• _Requirement_
Copy the records below exactly as they are written.

*** Opening of Data for this exercise ***

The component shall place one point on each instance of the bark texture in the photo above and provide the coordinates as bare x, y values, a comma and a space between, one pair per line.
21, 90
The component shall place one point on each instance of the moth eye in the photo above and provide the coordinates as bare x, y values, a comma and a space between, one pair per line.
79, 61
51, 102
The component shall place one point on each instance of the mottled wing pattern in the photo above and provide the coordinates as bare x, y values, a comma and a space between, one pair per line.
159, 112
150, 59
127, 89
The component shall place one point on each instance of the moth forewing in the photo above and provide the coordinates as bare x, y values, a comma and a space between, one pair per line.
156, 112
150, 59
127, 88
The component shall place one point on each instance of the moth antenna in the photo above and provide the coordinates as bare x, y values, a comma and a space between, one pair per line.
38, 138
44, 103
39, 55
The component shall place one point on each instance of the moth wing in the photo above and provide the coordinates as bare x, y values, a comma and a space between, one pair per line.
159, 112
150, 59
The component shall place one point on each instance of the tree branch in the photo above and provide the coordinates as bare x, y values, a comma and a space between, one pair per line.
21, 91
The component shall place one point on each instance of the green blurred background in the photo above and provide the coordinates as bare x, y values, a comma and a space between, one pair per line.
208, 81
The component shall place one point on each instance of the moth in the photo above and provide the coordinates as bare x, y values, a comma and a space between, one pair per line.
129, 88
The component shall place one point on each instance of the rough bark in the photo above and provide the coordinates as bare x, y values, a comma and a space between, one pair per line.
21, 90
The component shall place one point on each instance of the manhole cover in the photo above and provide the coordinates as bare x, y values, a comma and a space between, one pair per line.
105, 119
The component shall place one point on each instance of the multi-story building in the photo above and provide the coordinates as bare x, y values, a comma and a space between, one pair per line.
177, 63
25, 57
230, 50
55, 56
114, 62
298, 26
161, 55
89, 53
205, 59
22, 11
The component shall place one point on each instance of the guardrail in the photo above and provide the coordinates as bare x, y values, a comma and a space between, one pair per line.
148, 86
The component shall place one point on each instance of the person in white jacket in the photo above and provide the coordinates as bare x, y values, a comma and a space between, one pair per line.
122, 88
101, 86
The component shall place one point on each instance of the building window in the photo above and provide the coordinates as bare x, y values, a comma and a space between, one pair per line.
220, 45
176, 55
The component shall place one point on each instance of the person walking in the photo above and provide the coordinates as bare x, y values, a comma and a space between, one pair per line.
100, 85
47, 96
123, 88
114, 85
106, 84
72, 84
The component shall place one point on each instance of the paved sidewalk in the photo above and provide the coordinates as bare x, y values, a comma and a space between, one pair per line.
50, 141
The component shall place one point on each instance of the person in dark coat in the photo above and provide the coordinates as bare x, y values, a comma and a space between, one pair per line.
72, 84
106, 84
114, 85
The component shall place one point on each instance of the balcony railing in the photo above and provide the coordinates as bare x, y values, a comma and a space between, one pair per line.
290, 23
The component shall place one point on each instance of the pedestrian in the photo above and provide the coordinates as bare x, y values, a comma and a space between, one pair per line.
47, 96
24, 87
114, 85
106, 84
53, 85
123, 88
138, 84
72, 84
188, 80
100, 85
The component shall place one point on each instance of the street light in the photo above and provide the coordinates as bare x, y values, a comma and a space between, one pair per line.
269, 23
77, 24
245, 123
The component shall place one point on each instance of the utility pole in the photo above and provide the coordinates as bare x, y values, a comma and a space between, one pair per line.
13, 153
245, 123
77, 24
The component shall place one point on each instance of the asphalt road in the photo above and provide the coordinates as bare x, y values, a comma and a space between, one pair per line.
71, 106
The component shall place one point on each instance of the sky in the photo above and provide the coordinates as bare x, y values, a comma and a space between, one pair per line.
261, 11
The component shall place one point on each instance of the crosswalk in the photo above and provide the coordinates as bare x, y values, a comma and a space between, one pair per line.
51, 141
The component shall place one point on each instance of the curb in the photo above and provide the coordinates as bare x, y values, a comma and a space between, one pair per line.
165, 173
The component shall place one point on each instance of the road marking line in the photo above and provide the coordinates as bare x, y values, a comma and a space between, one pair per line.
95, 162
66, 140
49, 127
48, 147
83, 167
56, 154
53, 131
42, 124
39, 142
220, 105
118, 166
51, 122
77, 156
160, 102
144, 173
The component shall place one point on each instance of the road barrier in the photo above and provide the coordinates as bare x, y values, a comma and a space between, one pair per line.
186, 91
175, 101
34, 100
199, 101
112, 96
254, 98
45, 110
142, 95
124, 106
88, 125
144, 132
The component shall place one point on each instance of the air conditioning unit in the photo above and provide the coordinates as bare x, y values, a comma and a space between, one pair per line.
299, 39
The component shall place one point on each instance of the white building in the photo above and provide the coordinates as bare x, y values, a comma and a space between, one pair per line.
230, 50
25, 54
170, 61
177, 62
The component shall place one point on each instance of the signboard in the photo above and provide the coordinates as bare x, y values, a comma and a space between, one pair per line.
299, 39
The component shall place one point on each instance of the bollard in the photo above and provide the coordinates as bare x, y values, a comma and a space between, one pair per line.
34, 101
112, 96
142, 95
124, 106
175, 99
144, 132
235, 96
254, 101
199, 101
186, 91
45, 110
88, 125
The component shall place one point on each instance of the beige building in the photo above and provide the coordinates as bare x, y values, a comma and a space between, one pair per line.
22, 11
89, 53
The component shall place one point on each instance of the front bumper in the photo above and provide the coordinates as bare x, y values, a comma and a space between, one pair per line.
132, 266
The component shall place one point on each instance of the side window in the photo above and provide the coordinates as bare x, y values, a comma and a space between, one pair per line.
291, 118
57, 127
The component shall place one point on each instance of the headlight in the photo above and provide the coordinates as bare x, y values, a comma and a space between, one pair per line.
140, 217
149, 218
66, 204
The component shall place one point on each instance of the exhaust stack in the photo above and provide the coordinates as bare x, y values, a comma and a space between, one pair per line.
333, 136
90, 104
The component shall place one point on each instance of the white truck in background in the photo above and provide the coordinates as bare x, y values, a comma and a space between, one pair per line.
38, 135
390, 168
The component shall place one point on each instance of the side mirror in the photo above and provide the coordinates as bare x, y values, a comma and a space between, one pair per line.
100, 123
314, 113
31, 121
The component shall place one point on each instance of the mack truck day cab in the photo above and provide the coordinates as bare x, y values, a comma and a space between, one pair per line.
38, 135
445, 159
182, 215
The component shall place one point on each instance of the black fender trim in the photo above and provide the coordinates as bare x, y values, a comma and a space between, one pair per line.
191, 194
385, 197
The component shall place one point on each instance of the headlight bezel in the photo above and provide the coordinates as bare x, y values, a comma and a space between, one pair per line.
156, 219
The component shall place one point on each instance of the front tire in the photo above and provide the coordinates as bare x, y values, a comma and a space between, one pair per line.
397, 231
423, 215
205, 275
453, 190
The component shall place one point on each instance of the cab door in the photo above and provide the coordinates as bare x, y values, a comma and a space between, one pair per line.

*** Close of Data for this exercise ***

• _Task response_
The component shall place one point on each instance of the bark texture in the photo above and provide the coordinates as bare x, y values, a comma and a space between, one pair per line.
21, 90
The component shall place one point on each instance of the moth eye in the photo above and provide the coordinates as bare x, y values, a comma and a space between, one pair per line.
79, 61
51, 102
The component shall place one point on each instance of the mottled wing pattern in the photo above and provide the coordinates as bare x, y values, a comma and a space between, one pair per line.
159, 112
150, 59
127, 89
The component shall place one point on each instance of the moth forewing in the photo above and provide the coordinates as bare x, y values, a comma and a space between, one pair per line.
156, 112
150, 59
127, 88
The component shall place one point on each instance of the moth antenna in the photo above and provide the coordinates as bare x, y values, a comma and a space between, one pair per line.
38, 138
44, 103
39, 55
The component shall place one point on each instance of the moth wing in the photo above and provide the coordinates as bare x, y values, a comma and a space between, one pair per line.
159, 112
150, 59
The component shall place one point on each instance of the tree branch in the photo above and provide the coordinates as bare x, y values, a comma and a space between, one pair per line.
21, 91
The component shall place one point on each instance of the green blurred background in the photo above and provide the coordinates as bare x, y values, a comma and a space between, one pair per line.
208, 81
The component shall place one point on each instance of the moth in the photo above and provide the coordinates as bare x, y values, a comma and a space between, one pair per line.
129, 88
The component shall place one point on each instance of the rough bark in the photo above and provide the coordinates as bare x, y values, a comma and a space between, one pair per line.
21, 90
The component shall place one point on each instance of the manhole cover in the photo above and provide the coordinates as bare x, y values, a comma and a space between, one pair per line.
105, 119
The component shall place one point on each instance of the multi-story building in the photo above and provide the coordinates as bare x, y values, a comma and a space between, one pair per line.
177, 63
25, 57
230, 50
55, 56
114, 62
298, 26
161, 55
89, 53
205, 59
22, 11
The component shall place one point on each instance of the guardrail in the photo above and provide the coordinates as bare x, y values, a comma and a space between, one pair per line.
148, 86
The component shall place one point on each instance of the person in white jacket in the photo above and provide the coordinates as bare x, y values, a comma and a space between, one pair per line.
122, 88
101, 86
The component shall place one point on each instance of the building window in the photo above and provide the coordinates as bare x, y values, a comma and a space between, one pair per line.
220, 45
176, 55
The component shall place one point on each instance of the person walking in the photo above and provide the coordinates as bare x, y values, a comma and a space between, one pair per line.
100, 85
47, 96
123, 88
114, 85
106, 84
72, 84
The component shall place one point on each instance of the paved sidewalk in the photo above and provide the coordinates as bare x, y values, a comma and a space between, one pair per line.
50, 141
The component shall place one point on each instance of the person in dark coat in the photo above and provide the coordinates as bare x, y values, a comma and a space between, one pair per line.
72, 84
106, 84
114, 85
The component shall place one point on each instance of the balcony railing in the photo above and provide the coordinates as bare x, y values, a comma and a space between, one pair per line.
290, 23
The component shall place one point on each instance of the pedestrian in the photo above and provide the coordinates as bare x, y values, a comma and a space between, one pair per line.
47, 96
24, 87
114, 85
106, 84
53, 85
123, 88
138, 84
72, 84
188, 80
100, 85
The component shall place one point on each instance of the street light in the photo above and provide the coordinates as bare x, y values, a comma and a space between, one pair per line.
269, 23
77, 24
245, 123
The component shall place one point on each instance of the utility pole in the photo above and provide the coordinates as bare x, y values, a comma and a space between, one pair per line.
13, 153
245, 123
77, 24
The component shall place one point on each instance of the asphalt road in the photo above and provide the coordinates as bare x, y values, a comma and a space between, one pair per line.
71, 106
The component shall place one point on each instance of the sky in the photo above and provide the coordinates as bare x, y values, a comma and a space between, one pair per line.
261, 11
The component shall place one point on each instance of the crosswalk in the photo above and provide the coordinates as bare x, y values, a comma and a space between, one pair per line.
51, 141
The component shall place one point on each instance of the curb in the photo above and provide the coordinates as bare x, y values, a comma and a space between, one pair per line.
165, 173
The component shall place one point on each instance of the road marking line in the photo above and provide the coordinates as bare x, y values, a comma and a space between, one pair per line.
95, 162
66, 140
49, 127
48, 147
83, 167
56, 154
53, 131
42, 124
39, 142
220, 105
118, 166
51, 122
77, 156
160, 102
144, 173
The component shall place one point on each instance of the road barrier in the photo above and provide the coordinates as bare x, y values, a comma and a space between, one pair per line.
186, 91
175, 101
34, 100
199, 101
112, 96
254, 98
45, 110
142, 95
124, 106
88, 125
144, 132
The component shall place one point on each instance of the air conditioning unit in the photo above and provide the coordinates as bare x, y values, a comma and a space between, one pair per line.
299, 39
The component shall place one point on each instance of the white building in the photo above and provide the coordinates as bare x, y values, a comma and a space between, one pair per line.
230, 50
25, 54
170, 61
177, 62
The component shall place one point on each instance of the signboard in the photo above and provide the coordinates as bare x, y values, a comma and a space between, one pair per line.
299, 39
The component shall place one point on each instance of the bollard in the photo above and provide the coordinates as bare x, y values, a comma and a space between, one pair per line.
34, 101
112, 96
142, 95
124, 106
175, 99
144, 132
235, 96
254, 101
199, 101
186, 91
45, 110
88, 125
The component shall place one point on each instance of the beige building in the photo above and provide the coordinates as bare x, y values, a comma and a space between, one pair per line.
22, 11
89, 53
The component shall place one point on each instance of the front bumper in the photo above and provide the coordinates as bare x, y values, a comma and a space between, one pair per line.
132, 266
The component shall place one point on each instance of the side window in the photo above and provide the coordinates as bare x, y values, a comma and a space between, one pair per line.
291, 118
57, 127
The component shall place one point on each instance of the headlight in the photo above and provide the coordinates as bare x, y values, a comma and a space between, one pair per line.
140, 217
149, 218
66, 204
The component shall place one point on each instance of the exhaust stack in the photo above and provide the coordinates as bare x, y values, a comma and a space between, one pair per line.
333, 136
90, 104
The component shall place one point on each instance of the white truck in background in the photo above and provide the coordinates as bare x, y values, a comma and a space between, one pair per line.
38, 135
390, 168
The component shall place one point on each instance of the side mirror in the photo above and provide the coordinates as bare x, y values, a comma and a space between, one pair per line.
100, 123
314, 113
31, 121
The component shall place one point on each instance of the mack truck day cab in the photo above and provide the coordinates as bare x, y values, a comma and a space between, one pair per line.
38, 135
445, 159
182, 215
The component shall place one point on each instance of the black fender trim in the photo above and provide the coordinates as bare x, y values, a comma and a space between, one pair per line.
191, 194
385, 197
The component shall place one point on each instance of the headlight bezel in the photo above and provide the coordinates as bare x, y values, a comma and a space between, one pair per line.
156, 219
The component shall place one point on each instance of the front tire in the photo above and provide the coordinates as bare x, y values, a comma and a space between, one pair per line.
397, 231
423, 215
205, 275
453, 190
The component shall place one point on each instance of the cab door in the photo above and provide the coordinates as bare x, y values, a comma and a space between, one pair per line.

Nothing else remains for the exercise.